TEXTO APRESENTADO =
======

O ex-presidente Luiz Inácio Lula da Silva escreveu uma carta na tarde desta segunda-feira (30) em que diz que não aceita “barganhar” seus direitos e sua liberdade, em resposta à manifestação dos procuradores de Curitiba que na sexta-feira pediram à juíza Carolina Lebbos, responsável pela execução da pena do petista, que Lula seja transferido para o regime semiaberto. Especialistas divergem quanto à legalidade de um preso negar a progressão de regime.

Lula não diz na carta explicitamente que recusa a progressão de regime. No entanto, o texto reforça o discurso adotado pelo ex-presidente de que não utilizará de nenhum artifício jurídico para deixar a prisão que não seja sua declaração de inocência.

Para o criminalista Gontijo Conrado, um preso não tem liberdade para tomar a escolha de acatar ou não a progressão de pena. “A Lei de Execuções Penais de uma forma muito clara no artigo 112 prevê que a pena privativa de liberdade deve ser executada de forma progressiva”, disse.

======

LISTA DE EXERCÍCIOS =
[1] Transcreva do texto sobre a carta de Lula o trecho que vai de "O ex-presidente Luiz" até "negar a progressão de regime.".
[2] Reescreva somente os registros do trecho que vai da linha com "blue jeans, where" até a linha com "pixel 474 305", trocando "thickest" por "widest" e mantendo todo o resto igual.

(Registros de apontamento)
======

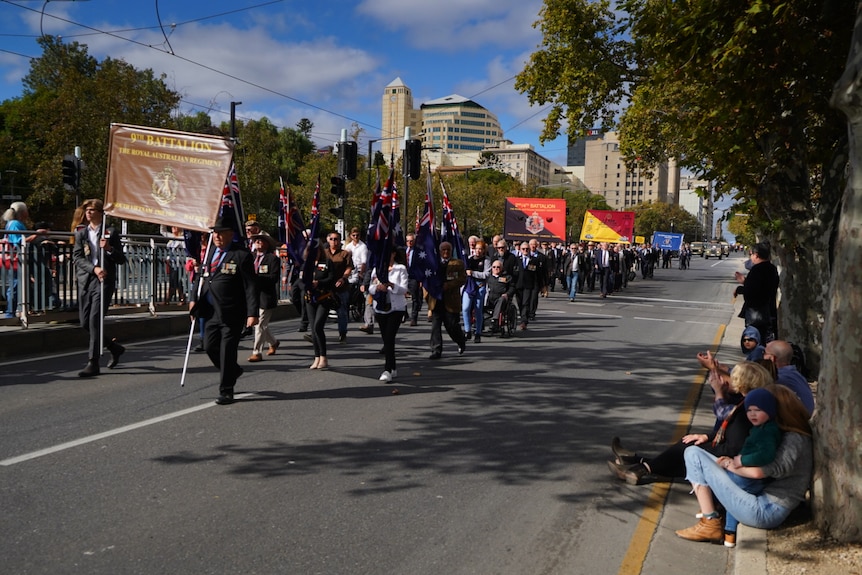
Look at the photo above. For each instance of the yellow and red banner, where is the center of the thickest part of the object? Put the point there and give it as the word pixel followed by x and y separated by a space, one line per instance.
pixel 165 176
pixel 541 218
pixel 608 226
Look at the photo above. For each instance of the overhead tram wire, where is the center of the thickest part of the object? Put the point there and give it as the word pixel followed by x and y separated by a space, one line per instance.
pixel 206 67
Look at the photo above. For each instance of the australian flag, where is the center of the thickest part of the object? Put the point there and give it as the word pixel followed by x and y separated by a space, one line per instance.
pixel 291 228
pixel 451 234
pixel 313 244
pixel 380 228
pixel 449 228
pixel 425 266
pixel 231 206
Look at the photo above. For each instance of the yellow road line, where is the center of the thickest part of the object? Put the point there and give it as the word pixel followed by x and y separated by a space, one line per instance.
pixel 636 554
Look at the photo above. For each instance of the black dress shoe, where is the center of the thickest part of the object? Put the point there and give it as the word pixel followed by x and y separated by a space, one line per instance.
pixel 91 370
pixel 619 450
pixel 116 351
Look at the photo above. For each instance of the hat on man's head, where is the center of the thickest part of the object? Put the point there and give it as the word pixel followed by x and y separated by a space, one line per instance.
pixel 222 224
pixel 268 240
pixel 762 399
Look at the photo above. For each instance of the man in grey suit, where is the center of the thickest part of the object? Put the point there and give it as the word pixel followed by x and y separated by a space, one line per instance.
pixel 96 254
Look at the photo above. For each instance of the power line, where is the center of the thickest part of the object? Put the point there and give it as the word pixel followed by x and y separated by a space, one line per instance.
pixel 206 67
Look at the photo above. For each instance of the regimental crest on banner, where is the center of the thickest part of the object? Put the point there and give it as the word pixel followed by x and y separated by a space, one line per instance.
pixel 535 223
pixel 165 186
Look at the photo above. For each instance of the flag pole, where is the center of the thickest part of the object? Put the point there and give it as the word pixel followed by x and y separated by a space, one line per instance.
pixel 195 320
pixel 102 235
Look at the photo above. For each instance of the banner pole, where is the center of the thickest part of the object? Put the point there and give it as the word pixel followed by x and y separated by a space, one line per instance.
pixel 195 320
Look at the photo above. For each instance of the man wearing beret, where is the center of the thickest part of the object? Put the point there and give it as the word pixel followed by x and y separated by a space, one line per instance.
pixel 228 301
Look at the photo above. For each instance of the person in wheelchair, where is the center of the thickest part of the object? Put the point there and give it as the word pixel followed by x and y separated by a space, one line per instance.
pixel 501 290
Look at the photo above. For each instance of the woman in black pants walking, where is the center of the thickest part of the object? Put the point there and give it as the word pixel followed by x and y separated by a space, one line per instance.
pixel 390 307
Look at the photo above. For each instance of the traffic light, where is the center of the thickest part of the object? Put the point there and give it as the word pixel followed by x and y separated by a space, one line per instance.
pixel 347 153
pixel 338 210
pixel 70 172
pixel 413 157
pixel 339 190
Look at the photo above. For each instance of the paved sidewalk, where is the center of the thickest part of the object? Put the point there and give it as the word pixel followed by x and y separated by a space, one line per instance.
pixel 668 554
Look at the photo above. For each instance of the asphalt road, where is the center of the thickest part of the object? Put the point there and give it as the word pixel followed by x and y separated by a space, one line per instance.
pixel 493 462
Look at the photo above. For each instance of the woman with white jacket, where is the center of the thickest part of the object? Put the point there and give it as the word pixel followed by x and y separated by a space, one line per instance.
pixel 390 307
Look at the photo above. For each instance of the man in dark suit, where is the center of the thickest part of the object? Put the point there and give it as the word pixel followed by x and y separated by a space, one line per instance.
pixel 444 312
pixel 530 282
pixel 414 287
pixel 267 267
pixel 228 301
pixel 603 269
pixel 96 254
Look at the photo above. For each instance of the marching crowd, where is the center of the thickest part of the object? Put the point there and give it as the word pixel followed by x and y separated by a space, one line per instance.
pixel 477 293
pixel 754 466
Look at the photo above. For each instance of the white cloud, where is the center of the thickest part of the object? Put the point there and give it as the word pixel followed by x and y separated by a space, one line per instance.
pixel 246 63
pixel 453 25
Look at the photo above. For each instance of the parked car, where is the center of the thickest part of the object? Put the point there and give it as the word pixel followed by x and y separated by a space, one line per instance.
pixel 713 250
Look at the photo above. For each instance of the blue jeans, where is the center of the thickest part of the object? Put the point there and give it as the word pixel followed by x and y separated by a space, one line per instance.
pixel 753 486
pixel 572 280
pixel 753 510
pixel 474 305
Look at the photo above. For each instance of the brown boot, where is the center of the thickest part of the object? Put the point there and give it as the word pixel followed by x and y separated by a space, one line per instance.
pixel 705 530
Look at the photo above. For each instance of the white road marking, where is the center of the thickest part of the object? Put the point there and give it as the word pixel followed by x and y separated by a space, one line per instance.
pixel 109 433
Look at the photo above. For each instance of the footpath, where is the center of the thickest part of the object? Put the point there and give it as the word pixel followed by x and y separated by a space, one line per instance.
pixel 670 555
pixel 665 553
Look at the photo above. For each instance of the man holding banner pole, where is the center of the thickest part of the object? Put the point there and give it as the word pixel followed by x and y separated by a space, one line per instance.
pixel 228 301
pixel 96 254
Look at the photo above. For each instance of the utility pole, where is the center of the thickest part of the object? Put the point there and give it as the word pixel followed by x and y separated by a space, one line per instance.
pixel 233 106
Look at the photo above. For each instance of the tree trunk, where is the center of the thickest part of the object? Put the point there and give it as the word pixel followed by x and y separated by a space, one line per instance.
pixel 838 422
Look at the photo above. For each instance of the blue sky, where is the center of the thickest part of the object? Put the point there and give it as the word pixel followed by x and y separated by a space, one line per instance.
pixel 293 59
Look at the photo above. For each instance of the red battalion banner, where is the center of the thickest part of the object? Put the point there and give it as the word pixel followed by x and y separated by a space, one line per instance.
pixel 541 218
pixel 166 177
pixel 608 226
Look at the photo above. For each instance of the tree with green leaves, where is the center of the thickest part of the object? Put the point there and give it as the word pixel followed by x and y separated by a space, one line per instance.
pixel 739 93
pixel 71 99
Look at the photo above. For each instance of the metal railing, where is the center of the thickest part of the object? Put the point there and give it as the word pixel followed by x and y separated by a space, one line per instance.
pixel 154 274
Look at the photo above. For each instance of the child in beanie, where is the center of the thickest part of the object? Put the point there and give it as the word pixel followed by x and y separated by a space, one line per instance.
pixel 758 450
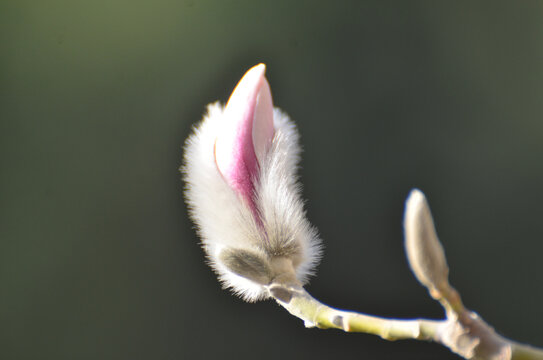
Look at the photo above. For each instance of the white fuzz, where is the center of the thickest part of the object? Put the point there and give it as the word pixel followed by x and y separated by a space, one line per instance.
pixel 243 248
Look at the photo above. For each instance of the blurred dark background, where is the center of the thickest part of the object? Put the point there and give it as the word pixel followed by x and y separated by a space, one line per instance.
pixel 98 259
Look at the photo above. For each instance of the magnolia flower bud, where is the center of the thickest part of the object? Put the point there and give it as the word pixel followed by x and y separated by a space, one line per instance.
pixel 240 173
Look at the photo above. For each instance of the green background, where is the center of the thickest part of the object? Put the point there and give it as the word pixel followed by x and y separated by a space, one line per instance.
pixel 98 259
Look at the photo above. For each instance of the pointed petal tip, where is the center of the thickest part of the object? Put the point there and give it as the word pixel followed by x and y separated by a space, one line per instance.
pixel 247 131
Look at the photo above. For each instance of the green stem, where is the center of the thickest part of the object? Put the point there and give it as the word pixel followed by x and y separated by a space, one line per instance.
pixel 314 313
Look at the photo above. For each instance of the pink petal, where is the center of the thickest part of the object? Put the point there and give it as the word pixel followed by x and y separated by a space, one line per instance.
pixel 246 134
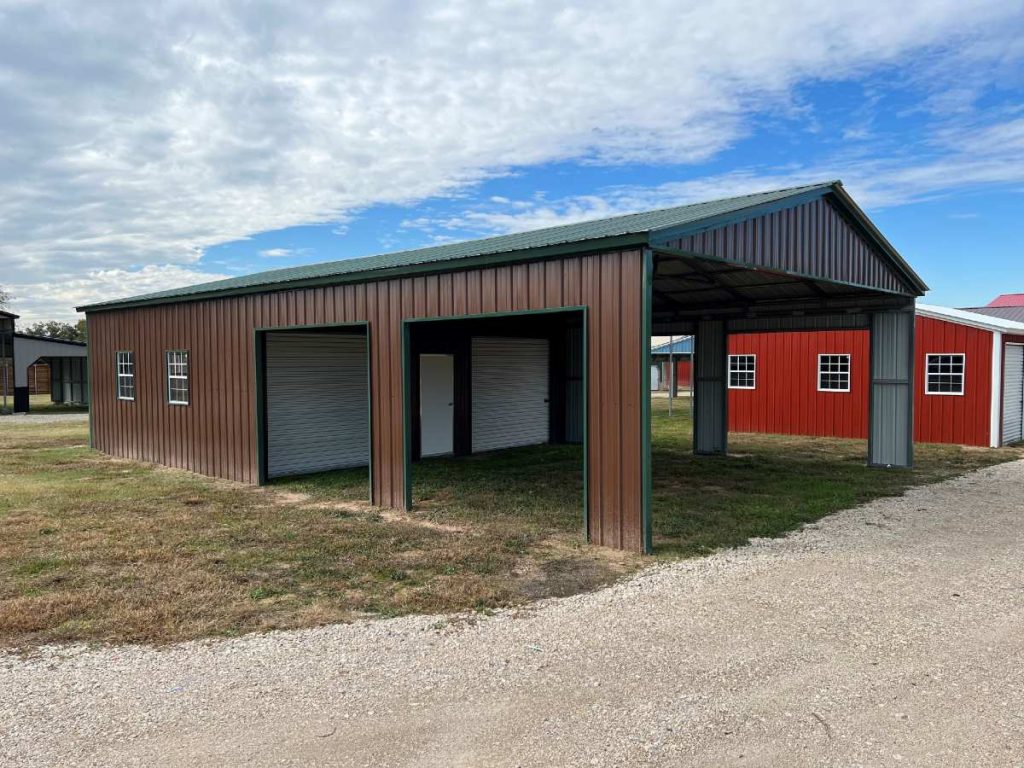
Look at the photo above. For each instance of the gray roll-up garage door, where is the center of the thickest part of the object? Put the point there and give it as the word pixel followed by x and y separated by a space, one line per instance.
pixel 509 392
pixel 1013 395
pixel 316 402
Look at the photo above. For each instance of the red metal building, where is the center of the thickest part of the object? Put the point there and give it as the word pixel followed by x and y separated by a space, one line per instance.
pixel 968 386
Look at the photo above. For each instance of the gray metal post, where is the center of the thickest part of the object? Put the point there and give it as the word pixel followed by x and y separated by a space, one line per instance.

======

RESPOSTAS ESCRITAS =
[1]
O ex-presidente Luiz Inácio Lula da Silva escreveu uma carta na tarde desta segunda-feira (30) em que diz que não aceita “barganhar” seus direitos e sua liberdade, em resposta à manifestação dos procuradores de Curitiba que na sexta-feira pediram à juíza Carolina Lebbos, responsável pela execução da pena do petista, que Lula seja transferido para o regime semiaberto. Especialistas divergem quanto à legalidade de um preso negar a progressão de regime.

[2]
Look at the photo above. For each instance of the blue jeans, where is the center of the widest part of the object? Put the point there and give it as the word pixel followed by x and y separated by a space, one line per instance.
pixel 753 486
pixel 572 280
pixel 753 510
pixel 474 305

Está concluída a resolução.